## Begin Recorded information

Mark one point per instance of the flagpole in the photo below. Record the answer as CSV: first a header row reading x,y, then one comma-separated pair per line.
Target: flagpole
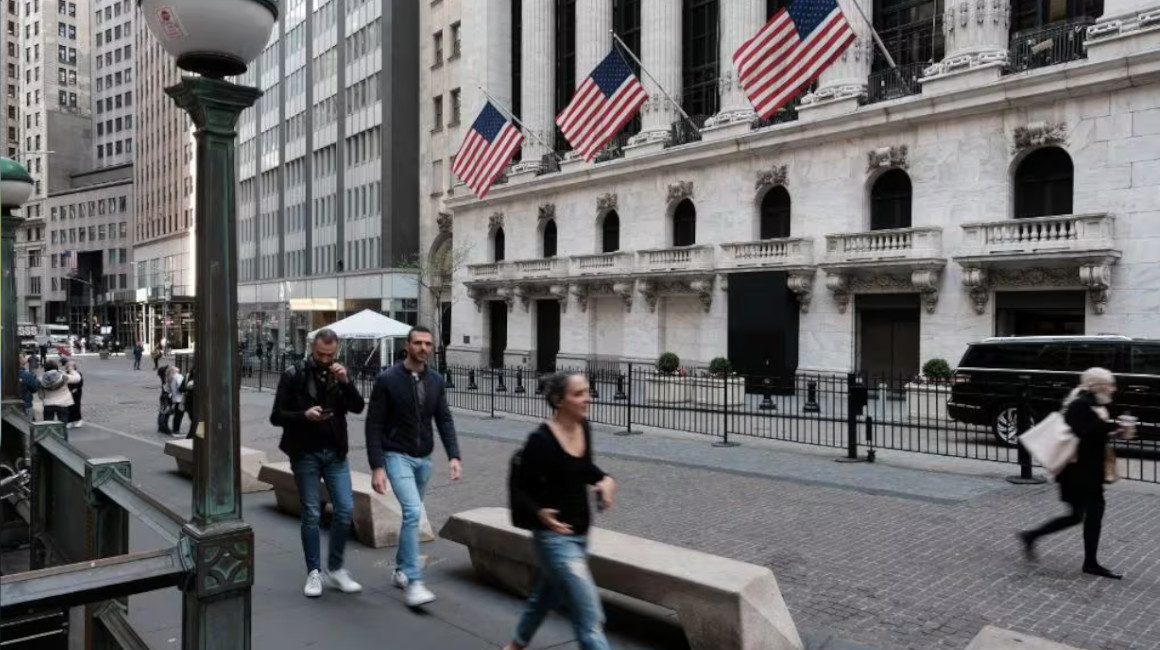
x,y
521,124
655,82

## End Recorded information

● **Required task**
Which lines of the material contain the word "flagpole"? Extract each of them.

● **Solution to the exercise**
Mark one point per instance of the flagpole in the photo below. Record the answer as CSV: first a header row reading x,y, then one comma-separated pair per line.
Target: flagpole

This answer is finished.